— START OF Given entries —

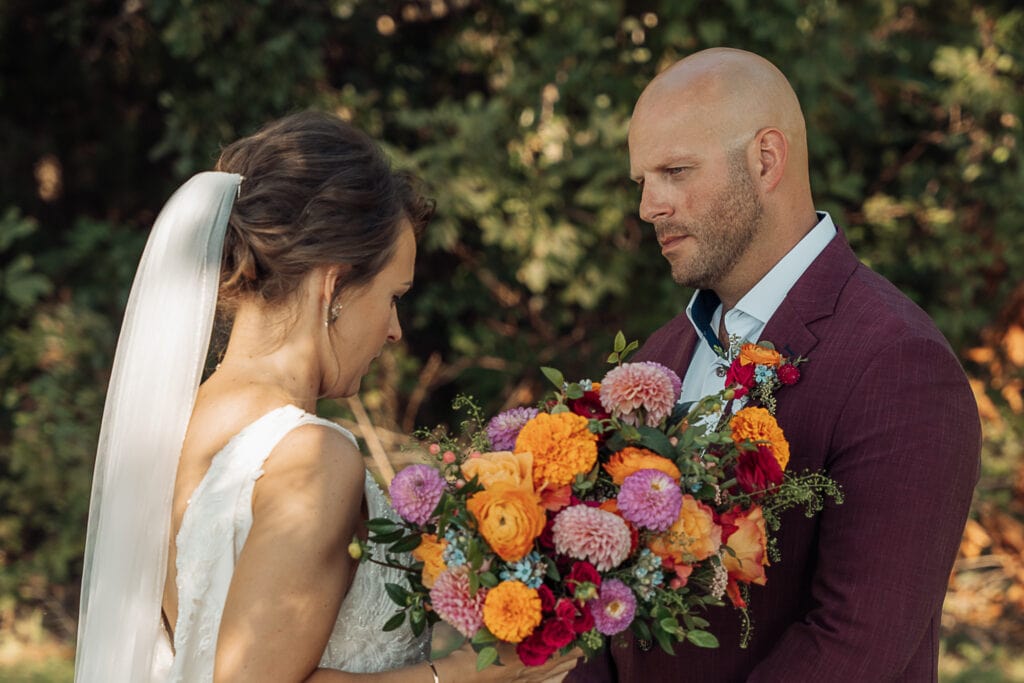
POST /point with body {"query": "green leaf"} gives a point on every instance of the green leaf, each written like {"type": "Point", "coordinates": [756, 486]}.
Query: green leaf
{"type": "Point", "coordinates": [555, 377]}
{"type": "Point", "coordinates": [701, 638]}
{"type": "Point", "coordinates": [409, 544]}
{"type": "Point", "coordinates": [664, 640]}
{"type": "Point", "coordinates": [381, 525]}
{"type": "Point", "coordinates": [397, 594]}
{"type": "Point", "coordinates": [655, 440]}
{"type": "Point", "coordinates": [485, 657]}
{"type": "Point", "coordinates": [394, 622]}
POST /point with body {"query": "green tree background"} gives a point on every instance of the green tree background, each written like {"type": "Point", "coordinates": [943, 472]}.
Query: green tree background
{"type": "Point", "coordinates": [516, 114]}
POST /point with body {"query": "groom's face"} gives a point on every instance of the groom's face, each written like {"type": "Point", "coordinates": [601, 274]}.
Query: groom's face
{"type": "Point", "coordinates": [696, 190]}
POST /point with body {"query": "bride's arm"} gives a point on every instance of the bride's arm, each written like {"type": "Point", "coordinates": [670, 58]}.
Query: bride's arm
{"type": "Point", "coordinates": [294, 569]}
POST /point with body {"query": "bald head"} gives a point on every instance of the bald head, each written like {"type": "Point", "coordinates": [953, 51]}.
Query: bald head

— END OF Given entries —

What is required:
Can you reproduce all of the records above word for word, leaving the pictures out?

The reply:
POST /point with body {"query": "green leaf"} gives a point on every instance of the green leaf, each written like {"type": "Point", "coordinates": [756, 486]}.
Query: green leaf
{"type": "Point", "coordinates": [555, 377]}
{"type": "Point", "coordinates": [701, 638]}
{"type": "Point", "coordinates": [409, 544]}
{"type": "Point", "coordinates": [664, 640]}
{"type": "Point", "coordinates": [381, 525]}
{"type": "Point", "coordinates": [397, 594]}
{"type": "Point", "coordinates": [655, 440]}
{"type": "Point", "coordinates": [485, 657]}
{"type": "Point", "coordinates": [394, 622]}
POST /point with body {"query": "green tree background"} gives a point on every instance of the green tree background, each written like {"type": "Point", "coordinates": [943, 472]}.
Query: green tree background
{"type": "Point", "coordinates": [516, 114]}
POST /point with body {"query": "groom's face"} gives a point on every instance of the groom's face, each written like {"type": "Point", "coordinates": [601, 274]}.
Query: groom's face
{"type": "Point", "coordinates": [696, 190]}
POST /point with body {"query": "bride's arm"} gives a point on every instance of the bride's arm, each written like {"type": "Point", "coordinates": [670, 58]}.
Query: bride's arm
{"type": "Point", "coordinates": [294, 569]}
POST /point with body {"query": "bald head"} gives a point on every instance of the bald head, each written like {"type": "Point", "coordinates": [953, 51]}.
Query: bald head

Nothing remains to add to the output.